Return the line that contains "on the tree" plus every line after it to the end of the entries below, exactly as given, and stop there.

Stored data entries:
═══
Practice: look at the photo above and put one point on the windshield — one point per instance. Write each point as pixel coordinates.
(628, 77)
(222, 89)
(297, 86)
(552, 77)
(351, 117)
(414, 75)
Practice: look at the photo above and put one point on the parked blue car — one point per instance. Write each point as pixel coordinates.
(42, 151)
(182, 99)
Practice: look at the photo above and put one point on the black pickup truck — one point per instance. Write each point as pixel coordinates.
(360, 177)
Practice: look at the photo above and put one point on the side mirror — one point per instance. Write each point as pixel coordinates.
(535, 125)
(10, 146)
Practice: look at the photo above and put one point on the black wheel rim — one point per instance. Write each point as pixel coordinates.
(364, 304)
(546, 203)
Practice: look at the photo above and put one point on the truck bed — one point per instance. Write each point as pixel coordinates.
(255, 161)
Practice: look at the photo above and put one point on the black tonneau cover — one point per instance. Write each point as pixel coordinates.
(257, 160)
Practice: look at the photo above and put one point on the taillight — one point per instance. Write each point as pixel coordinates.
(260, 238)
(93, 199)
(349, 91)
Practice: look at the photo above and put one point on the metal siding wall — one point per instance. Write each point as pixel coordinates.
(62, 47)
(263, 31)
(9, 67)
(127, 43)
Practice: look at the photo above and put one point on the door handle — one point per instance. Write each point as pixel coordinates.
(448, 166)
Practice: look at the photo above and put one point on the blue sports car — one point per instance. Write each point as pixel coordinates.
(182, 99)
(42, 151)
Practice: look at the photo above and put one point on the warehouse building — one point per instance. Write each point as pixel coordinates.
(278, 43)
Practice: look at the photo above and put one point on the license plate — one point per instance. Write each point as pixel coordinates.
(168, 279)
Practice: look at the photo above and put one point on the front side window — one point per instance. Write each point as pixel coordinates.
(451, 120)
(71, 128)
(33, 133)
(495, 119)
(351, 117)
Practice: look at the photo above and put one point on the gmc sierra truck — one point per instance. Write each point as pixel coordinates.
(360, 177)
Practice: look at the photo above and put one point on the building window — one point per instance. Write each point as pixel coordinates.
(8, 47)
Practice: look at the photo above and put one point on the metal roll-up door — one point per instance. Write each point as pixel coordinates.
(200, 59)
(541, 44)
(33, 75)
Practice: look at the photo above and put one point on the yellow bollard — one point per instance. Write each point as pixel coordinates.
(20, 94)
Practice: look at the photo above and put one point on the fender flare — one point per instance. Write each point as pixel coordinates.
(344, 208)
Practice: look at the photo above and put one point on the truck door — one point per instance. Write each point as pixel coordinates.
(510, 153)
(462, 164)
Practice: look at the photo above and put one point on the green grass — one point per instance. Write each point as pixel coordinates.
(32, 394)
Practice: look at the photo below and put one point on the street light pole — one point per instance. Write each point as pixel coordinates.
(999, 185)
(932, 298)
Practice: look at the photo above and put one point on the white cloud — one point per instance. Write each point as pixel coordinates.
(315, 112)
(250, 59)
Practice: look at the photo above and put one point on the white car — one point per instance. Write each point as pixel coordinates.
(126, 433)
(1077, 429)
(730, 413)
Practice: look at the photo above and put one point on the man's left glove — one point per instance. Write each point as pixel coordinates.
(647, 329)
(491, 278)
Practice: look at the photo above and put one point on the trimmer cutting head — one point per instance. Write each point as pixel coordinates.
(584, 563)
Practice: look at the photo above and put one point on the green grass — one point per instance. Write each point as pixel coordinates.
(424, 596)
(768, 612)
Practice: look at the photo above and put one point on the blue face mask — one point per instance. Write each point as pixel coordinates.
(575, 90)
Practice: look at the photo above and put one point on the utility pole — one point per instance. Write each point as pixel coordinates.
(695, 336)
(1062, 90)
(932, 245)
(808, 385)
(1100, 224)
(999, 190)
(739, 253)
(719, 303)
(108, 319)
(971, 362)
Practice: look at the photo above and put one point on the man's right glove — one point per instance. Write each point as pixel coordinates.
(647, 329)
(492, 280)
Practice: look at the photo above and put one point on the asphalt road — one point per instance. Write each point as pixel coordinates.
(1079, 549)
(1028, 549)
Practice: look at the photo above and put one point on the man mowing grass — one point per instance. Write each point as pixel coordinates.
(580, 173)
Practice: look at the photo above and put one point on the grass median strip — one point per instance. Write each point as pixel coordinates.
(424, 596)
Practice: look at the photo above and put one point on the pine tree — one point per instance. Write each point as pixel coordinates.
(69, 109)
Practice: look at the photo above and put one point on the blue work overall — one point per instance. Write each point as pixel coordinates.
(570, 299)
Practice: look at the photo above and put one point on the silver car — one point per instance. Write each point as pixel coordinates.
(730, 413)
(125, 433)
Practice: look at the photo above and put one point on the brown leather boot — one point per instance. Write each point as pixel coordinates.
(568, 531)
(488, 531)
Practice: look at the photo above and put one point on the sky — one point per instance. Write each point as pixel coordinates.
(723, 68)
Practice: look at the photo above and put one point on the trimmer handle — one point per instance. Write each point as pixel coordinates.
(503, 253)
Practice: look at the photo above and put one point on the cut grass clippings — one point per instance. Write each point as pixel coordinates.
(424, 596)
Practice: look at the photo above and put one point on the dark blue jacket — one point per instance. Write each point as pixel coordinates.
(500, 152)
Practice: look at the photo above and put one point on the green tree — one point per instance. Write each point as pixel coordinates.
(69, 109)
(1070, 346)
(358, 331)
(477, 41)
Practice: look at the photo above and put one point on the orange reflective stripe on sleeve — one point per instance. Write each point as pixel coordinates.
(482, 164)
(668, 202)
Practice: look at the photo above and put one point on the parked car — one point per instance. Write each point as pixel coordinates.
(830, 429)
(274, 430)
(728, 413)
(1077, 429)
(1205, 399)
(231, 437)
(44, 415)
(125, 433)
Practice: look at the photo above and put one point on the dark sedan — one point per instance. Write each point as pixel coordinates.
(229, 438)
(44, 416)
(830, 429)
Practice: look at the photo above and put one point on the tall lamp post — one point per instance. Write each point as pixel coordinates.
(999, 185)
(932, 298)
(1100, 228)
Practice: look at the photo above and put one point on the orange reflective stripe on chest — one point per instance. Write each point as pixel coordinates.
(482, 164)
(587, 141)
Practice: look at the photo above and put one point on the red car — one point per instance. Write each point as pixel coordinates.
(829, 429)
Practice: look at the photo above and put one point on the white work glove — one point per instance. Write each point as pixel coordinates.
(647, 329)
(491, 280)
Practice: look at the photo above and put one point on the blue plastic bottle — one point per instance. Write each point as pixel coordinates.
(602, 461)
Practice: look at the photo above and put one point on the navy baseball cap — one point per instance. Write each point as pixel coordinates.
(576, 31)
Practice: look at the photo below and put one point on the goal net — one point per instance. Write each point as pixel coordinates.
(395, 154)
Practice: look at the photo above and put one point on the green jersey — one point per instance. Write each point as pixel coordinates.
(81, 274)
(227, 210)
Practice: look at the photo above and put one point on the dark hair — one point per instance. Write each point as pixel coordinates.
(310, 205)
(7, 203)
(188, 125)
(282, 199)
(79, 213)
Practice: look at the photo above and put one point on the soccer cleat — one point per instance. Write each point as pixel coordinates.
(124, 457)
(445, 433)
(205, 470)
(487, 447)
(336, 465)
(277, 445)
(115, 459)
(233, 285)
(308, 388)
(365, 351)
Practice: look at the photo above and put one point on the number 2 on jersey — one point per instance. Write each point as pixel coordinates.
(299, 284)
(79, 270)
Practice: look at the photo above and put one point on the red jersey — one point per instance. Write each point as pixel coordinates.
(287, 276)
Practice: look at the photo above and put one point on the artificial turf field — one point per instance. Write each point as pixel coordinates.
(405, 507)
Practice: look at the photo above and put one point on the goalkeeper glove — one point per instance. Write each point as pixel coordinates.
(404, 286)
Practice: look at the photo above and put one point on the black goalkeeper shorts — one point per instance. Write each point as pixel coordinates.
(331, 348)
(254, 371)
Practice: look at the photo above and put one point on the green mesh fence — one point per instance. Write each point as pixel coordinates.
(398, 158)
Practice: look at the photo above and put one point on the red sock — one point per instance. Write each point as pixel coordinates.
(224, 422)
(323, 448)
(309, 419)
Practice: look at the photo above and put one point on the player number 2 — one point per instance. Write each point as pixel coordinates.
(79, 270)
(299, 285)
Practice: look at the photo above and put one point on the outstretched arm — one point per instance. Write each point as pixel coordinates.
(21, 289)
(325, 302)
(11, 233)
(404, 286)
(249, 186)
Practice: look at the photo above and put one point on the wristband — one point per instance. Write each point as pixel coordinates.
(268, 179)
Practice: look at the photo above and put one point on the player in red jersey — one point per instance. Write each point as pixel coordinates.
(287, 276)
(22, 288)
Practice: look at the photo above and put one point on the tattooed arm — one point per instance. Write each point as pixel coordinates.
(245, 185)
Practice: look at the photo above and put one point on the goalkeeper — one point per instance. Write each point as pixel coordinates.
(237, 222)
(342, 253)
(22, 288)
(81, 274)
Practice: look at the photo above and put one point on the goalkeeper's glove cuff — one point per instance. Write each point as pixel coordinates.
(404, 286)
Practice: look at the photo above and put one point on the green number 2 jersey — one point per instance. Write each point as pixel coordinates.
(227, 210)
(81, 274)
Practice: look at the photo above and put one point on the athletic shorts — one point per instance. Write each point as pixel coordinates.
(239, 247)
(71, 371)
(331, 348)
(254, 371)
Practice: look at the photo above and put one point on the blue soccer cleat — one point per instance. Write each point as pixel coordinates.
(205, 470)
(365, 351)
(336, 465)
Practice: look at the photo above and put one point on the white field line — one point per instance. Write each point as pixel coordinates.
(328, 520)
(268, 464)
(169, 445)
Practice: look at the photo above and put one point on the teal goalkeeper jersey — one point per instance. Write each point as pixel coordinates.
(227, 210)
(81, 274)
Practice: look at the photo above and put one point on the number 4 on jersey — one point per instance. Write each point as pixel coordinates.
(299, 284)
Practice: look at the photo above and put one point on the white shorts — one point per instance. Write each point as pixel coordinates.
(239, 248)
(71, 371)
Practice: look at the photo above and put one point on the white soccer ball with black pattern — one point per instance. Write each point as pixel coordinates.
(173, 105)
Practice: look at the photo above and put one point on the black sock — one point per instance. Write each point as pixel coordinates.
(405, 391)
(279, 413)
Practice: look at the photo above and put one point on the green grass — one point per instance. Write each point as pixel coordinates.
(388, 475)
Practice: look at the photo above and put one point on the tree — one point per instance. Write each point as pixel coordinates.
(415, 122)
═══
• [Result of this task]:
Practice: look at the photo above and put one point on the tree — one point per instance. Write each point as pixel coordinates.
(415, 122)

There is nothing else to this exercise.